[[ Materials provided, beginning ]]

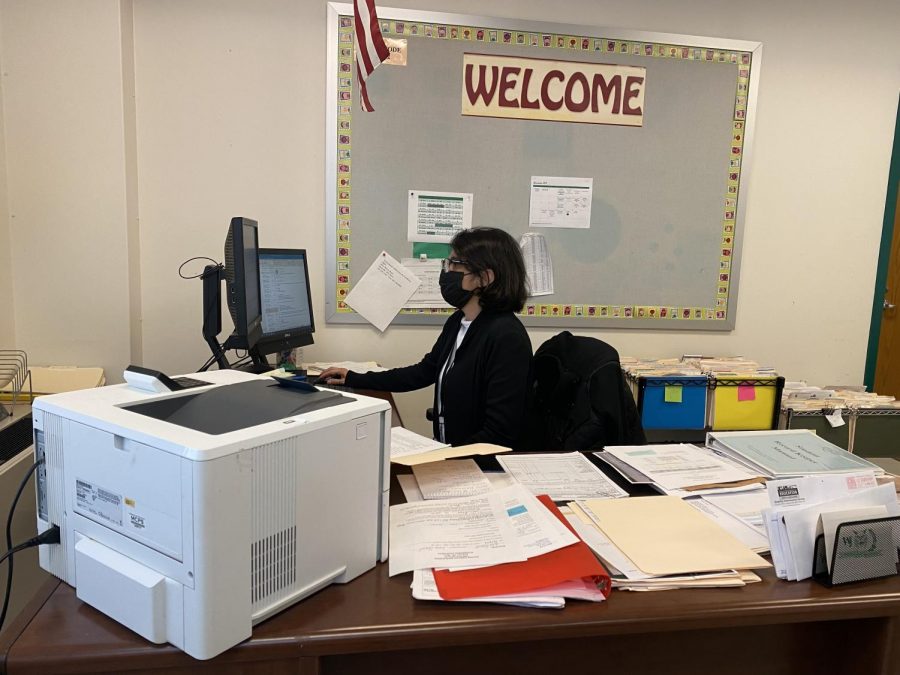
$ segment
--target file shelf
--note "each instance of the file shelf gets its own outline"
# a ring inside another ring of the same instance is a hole
[[[781,429],[811,429],[819,436],[862,457],[900,459],[900,408],[849,408],[841,414],[846,422],[832,427],[826,416],[834,408],[781,411]]]

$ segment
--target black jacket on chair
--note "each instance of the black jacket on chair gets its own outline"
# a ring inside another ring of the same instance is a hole
[[[436,384],[462,319],[461,311],[447,319],[437,342],[419,363],[381,373],[351,371],[346,384],[397,392]],[[525,420],[530,368],[531,340],[522,322],[512,312],[483,310],[467,329],[441,385],[446,442],[517,445]],[[437,395],[435,387],[435,438],[439,438]]]
[[[612,346],[563,331],[538,348],[532,368],[524,449],[599,450],[647,442]]]

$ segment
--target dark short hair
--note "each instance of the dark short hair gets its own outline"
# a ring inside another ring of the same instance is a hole
[[[519,244],[508,232],[495,227],[460,230],[450,246],[472,272],[494,271],[494,281],[484,286],[478,296],[484,309],[518,312],[525,306],[525,260]]]

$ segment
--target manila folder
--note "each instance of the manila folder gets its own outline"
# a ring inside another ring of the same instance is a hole
[[[679,497],[588,499],[586,506],[606,536],[646,574],[770,566]]]

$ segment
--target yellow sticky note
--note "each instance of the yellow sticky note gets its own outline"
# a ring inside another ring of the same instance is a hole
[[[666,387],[666,403],[681,403],[681,385],[673,384]]]

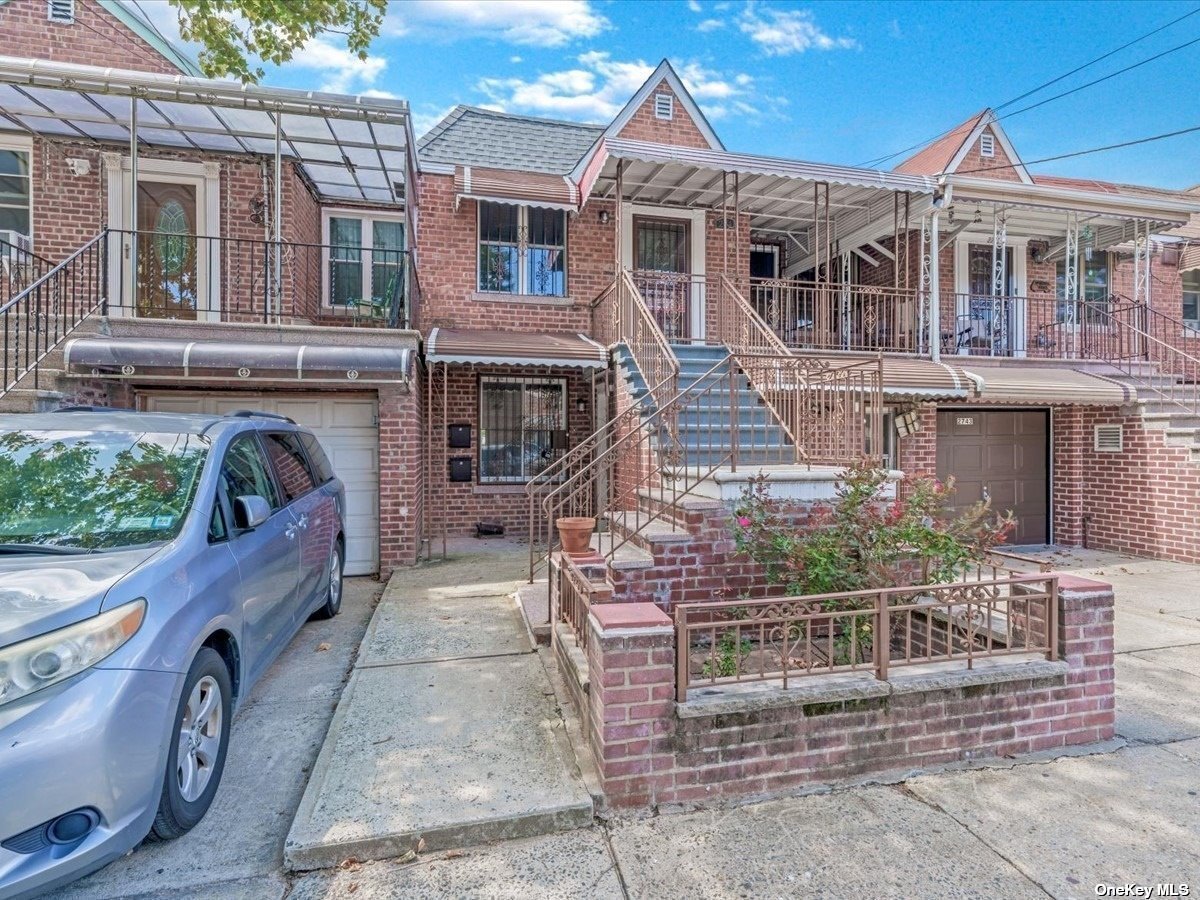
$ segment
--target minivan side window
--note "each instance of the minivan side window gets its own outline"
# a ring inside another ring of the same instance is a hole
[[[283,506],[271,470],[252,436],[240,437],[230,445],[221,464],[221,484],[230,503],[237,497],[257,494],[271,504],[271,509]]]
[[[317,486],[312,472],[309,471],[304,448],[300,446],[295,434],[271,432],[263,435],[263,438],[288,503],[303,497]]]
[[[316,435],[301,432],[300,443],[308,451],[308,463],[312,466],[313,476],[317,479],[317,484],[332,481],[333,466],[329,464],[329,457],[325,455],[325,448],[321,446],[321,442],[317,440]]]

[[ Materials provided, end ]]

● About this exercise
All lines of the entries containing the string "target" must be shown in full.

● Completed task
--target file shelf
--target black jacket on chair
--target dark short hair
--target manila folder
--target yellow sticky note
--target minivan side window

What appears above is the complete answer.